**Task prompt:** Collect every line below that contains the word "tight".

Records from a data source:
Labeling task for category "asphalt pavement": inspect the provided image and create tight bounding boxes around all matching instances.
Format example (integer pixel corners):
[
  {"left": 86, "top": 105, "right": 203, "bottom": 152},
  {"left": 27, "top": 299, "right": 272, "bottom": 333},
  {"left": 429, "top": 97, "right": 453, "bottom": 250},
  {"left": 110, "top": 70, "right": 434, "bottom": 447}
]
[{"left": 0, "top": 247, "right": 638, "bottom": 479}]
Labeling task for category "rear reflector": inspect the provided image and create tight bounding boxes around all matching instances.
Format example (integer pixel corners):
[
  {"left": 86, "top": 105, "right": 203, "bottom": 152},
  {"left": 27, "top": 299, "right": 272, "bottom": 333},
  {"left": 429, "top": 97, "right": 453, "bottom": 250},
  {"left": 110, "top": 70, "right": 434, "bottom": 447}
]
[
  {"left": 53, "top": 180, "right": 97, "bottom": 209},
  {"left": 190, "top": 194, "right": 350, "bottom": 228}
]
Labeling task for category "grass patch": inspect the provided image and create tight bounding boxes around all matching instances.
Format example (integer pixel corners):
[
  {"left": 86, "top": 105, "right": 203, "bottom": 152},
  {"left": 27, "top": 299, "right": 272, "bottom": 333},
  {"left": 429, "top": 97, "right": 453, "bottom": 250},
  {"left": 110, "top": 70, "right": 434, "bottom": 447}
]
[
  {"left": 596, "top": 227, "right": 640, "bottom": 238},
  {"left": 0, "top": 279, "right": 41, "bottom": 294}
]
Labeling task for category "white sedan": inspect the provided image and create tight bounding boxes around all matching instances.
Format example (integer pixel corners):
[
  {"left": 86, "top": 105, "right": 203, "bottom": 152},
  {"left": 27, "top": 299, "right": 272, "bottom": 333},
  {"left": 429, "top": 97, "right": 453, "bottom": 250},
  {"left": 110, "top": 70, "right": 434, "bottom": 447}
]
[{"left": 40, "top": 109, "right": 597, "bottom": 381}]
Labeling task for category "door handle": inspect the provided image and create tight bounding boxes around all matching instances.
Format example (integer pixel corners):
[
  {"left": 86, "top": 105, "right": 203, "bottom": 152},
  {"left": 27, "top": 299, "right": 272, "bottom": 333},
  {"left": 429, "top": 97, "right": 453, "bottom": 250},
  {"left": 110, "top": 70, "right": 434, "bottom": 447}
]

**Response for this exercise:**
Labeling task for category "asphalt pavement": inspect the provided image and create tight bounding boxes around all matching instances.
Labeling task for category "rear reflector": inspect the provided image and create tight bounding boxes around all matching instances.
Labeling task for category "grass patch": inspect the provided image and create tight bounding boxes around all matching instances.
Labeling task for category "white sedan": inspect the provided image and create tight bounding boxes around all matching instances.
Labeling task for category "door handle": inspect the provided image and create tight bounding boxes around all matching instances.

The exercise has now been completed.